TO DO:
Can you reproduce the stretch from the line containing "Target: blurred green grass background" through the end of the items, requests included, and rescale every point coordinate in the answers by multiplying it by 1.2 and rounding to a whole number with halves rounded up? Give only that stretch and leave out the pictures.

· · · ·

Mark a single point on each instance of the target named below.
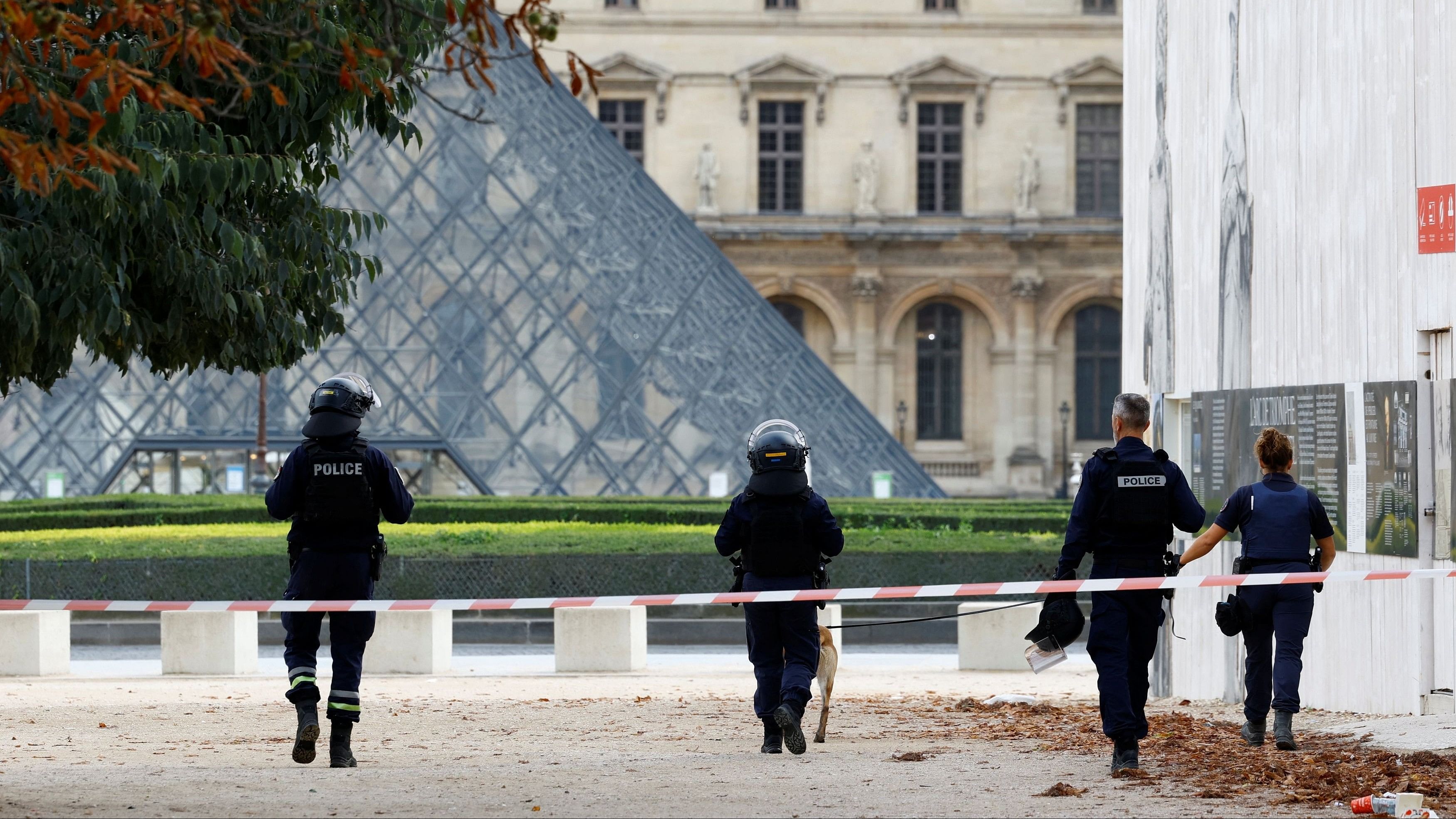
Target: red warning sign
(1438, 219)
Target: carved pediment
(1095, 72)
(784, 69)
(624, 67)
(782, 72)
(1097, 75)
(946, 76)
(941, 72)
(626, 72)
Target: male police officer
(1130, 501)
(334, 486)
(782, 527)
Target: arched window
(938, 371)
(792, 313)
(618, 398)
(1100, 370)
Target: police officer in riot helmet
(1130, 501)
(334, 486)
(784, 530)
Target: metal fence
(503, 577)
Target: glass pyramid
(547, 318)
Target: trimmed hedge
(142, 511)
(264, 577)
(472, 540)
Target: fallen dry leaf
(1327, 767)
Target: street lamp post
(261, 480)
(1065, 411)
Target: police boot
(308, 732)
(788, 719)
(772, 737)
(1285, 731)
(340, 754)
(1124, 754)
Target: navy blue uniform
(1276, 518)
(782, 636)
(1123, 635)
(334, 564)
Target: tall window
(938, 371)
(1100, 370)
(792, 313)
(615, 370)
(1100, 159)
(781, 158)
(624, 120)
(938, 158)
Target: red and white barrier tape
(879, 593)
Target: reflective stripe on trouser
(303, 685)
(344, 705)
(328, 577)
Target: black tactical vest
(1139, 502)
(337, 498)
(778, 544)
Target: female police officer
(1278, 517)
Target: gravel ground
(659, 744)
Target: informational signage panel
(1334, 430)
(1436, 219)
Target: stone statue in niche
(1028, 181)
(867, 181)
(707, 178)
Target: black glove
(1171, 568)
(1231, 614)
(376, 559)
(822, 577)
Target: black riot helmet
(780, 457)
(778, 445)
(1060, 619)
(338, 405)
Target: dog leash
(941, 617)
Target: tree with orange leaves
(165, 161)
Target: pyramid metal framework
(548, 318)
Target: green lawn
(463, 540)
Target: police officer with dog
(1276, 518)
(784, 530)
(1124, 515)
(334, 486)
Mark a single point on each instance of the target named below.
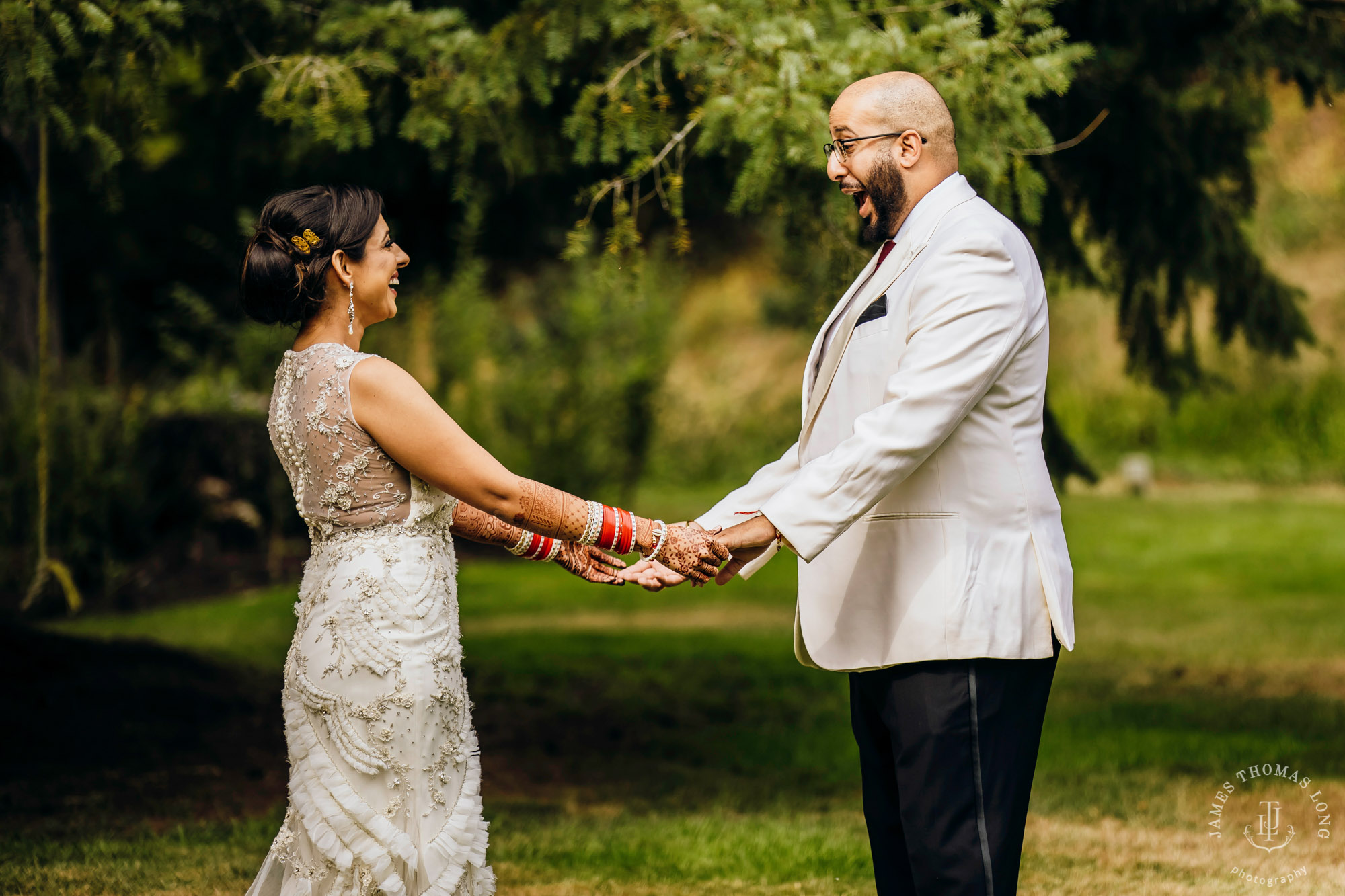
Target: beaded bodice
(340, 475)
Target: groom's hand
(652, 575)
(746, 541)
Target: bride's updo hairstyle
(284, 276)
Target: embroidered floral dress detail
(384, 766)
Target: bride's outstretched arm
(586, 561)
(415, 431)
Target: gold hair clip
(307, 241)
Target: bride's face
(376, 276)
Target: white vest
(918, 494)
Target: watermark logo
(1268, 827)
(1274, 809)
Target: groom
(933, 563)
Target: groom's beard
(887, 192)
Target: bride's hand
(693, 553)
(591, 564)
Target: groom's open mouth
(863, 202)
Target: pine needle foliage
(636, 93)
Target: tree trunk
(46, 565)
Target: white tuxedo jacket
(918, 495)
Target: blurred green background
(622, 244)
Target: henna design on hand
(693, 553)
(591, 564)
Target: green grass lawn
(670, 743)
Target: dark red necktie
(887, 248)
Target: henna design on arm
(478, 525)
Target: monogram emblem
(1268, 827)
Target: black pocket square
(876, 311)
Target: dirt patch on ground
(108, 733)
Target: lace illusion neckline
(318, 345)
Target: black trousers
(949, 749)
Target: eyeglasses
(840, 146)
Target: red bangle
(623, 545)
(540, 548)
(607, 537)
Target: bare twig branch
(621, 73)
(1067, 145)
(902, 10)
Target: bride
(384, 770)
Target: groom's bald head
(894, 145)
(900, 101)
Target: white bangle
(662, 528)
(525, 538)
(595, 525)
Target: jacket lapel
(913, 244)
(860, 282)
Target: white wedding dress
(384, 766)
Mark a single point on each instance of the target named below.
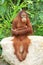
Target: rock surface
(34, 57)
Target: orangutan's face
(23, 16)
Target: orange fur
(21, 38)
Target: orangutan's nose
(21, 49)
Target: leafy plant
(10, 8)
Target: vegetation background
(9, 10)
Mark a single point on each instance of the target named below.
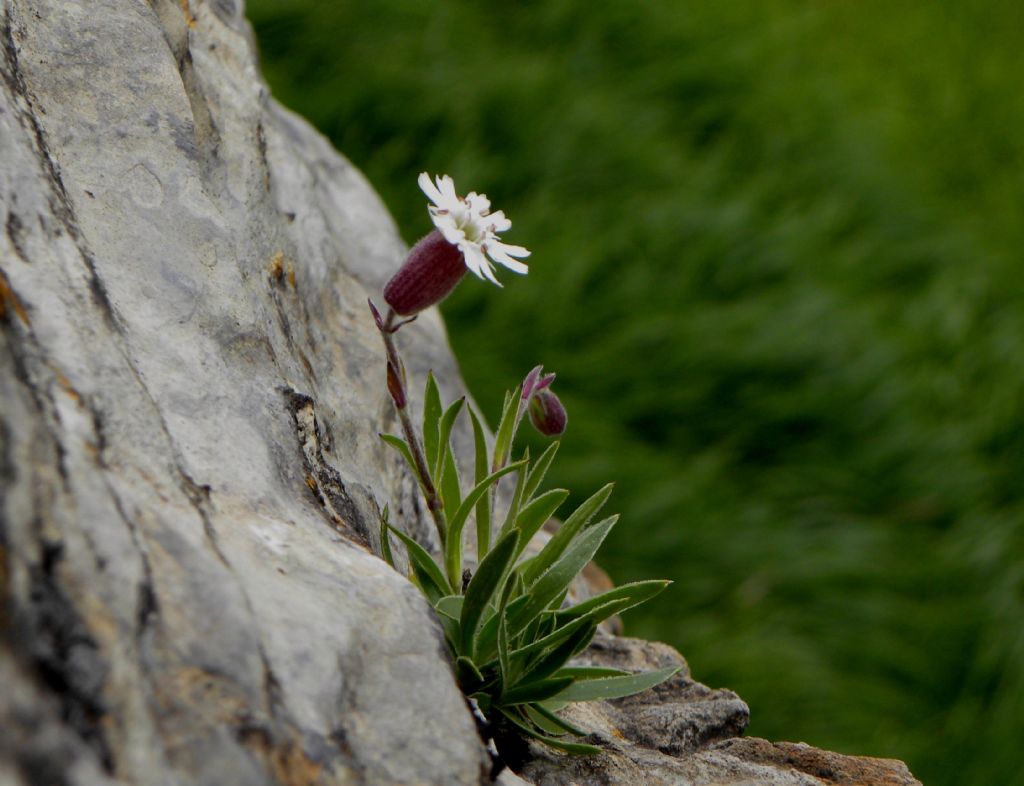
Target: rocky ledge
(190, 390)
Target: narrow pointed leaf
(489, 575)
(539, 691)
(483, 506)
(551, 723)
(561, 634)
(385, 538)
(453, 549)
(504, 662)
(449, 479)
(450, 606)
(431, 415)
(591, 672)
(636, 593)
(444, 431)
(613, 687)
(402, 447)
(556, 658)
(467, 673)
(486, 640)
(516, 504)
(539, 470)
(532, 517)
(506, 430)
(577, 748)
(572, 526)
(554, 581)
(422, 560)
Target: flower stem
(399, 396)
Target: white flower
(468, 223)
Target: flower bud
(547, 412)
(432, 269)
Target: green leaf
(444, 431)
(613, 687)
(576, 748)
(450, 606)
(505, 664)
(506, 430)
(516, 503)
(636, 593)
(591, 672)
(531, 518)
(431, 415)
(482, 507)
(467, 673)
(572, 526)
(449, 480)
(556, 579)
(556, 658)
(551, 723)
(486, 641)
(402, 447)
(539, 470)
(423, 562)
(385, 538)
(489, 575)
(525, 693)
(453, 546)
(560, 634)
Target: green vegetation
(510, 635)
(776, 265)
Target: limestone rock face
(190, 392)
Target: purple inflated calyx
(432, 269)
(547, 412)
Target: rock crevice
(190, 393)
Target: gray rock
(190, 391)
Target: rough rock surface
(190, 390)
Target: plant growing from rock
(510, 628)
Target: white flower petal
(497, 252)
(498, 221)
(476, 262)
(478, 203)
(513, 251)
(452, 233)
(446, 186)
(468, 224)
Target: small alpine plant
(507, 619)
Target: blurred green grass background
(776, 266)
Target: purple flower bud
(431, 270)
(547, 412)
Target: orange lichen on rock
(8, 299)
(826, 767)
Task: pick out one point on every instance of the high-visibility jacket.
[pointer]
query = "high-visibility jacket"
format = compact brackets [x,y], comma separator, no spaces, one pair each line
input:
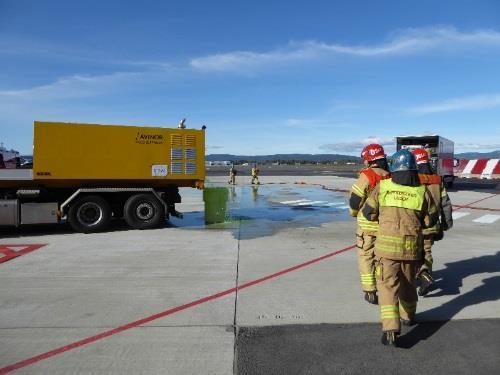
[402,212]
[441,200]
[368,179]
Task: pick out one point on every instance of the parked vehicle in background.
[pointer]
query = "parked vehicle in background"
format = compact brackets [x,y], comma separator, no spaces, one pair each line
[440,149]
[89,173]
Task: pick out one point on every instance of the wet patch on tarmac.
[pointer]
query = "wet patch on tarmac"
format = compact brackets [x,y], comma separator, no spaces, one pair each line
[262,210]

· · · ·

TASK RESPONSE:
Target: blurred green grass background
(931, 319)
Target: purple flower bud
(517, 324)
(656, 494)
Target: orange lichen on rock
(10, 359)
(991, 920)
Task: pick out one point on every instance of the high-visibility jacket.
[pointer]
query = "high-visibility jacket"
format = compact brackets [x,y], comma separator, no spaces, one pair each line
input:
[482,254]
[529,240]
[442,215]
Task: pick out one point on every instance of the parked vehicle in background.
[pointer]
query = "parked vehicle in background"
format = compact brackets [x,y], comma separator, no spaces, one pair each line
[528,179]
[107,208]
Task: pick out one point on every instance of the wet patch on tarmac.
[pointer]
query = "wet patch on tarmac"
format = compact brackets [x,y], comma separator, no spaces, one pair each line
[314,252]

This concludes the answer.